- **WHAT YOU SHOULD DO**
Go through the entries and copy each one exactly. Leave none out.

- **RECORDS SUPPLIED**

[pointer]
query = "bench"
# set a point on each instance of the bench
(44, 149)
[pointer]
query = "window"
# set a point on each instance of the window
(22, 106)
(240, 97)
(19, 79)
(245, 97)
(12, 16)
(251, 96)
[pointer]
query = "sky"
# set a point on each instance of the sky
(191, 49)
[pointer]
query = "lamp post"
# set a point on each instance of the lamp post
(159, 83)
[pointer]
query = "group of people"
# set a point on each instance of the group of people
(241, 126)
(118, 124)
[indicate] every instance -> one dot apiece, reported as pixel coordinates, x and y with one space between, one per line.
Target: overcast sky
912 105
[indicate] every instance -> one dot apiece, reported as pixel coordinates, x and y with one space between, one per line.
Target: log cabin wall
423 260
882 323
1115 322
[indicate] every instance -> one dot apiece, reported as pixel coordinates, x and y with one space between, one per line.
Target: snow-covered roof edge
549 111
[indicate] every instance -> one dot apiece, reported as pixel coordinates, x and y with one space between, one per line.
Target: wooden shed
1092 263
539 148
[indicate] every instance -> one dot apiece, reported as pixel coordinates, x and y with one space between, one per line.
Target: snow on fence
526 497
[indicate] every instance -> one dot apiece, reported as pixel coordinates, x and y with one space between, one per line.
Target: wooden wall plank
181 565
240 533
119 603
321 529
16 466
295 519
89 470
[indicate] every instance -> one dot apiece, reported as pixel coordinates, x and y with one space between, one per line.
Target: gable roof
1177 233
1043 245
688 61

- **ANSWER SECTION**
[pointer]
query = "bench"
# set a point on each instance of the bench
(44, 149)
[pointer]
query = "window"
# set a point on each instance of the window
(22, 106)
(240, 97)
(19, 79)
(245, 97)
(12, 16)
(251, 96)
[pointer]
query = "sky"
# set a point on each instance of the sky
(191, 49)
[pointer]
query = "lamp post"
# set a point on each instance of the lamp post
(159, 83)
[pointer]
query = "group of people"
# set a point on each instance of the group of people
(241, 126)
(118, 124)
[indicate] every instance -> one dot apiece, reported as pixel coordinates, x and y with one space between, one per line.
Target: overcast sky
912 105
[indicate] every instance -> one dot apiece, reported as pixel coordinates, x and y with one space between, one per line.
Target: log cabin wall
423 260
882 323
1115 322
[indicate] every instance -> one dot apiece, reported as pixel coordinates, x and y with one space between, one per line.
Target: snow-covered roof edge
549 111
[indicate] every instance -> one dot apiece, reported as pixel coordinates, x and y with one space between, one per line.
Target: wooden shed
1092 263
539 148
[indicate] every instance -> one dot apiece, reported as pixel coordinates, x and y with one space between, one per line.
Target: snow on fence
526 497
[indicate] every instance -> one dot apiece, reported as pixel coordinates, x and y with one space between, one per line.
Target: wooden wall plank
181 565
240 533
119 603
321 529
16 466
295 519
89 470
[indicate] every instance -> one dot apiece, reported as pixel coordinates, x and y with one space between, one per line.
Target: gable roof
1177 233
1043 245
688 61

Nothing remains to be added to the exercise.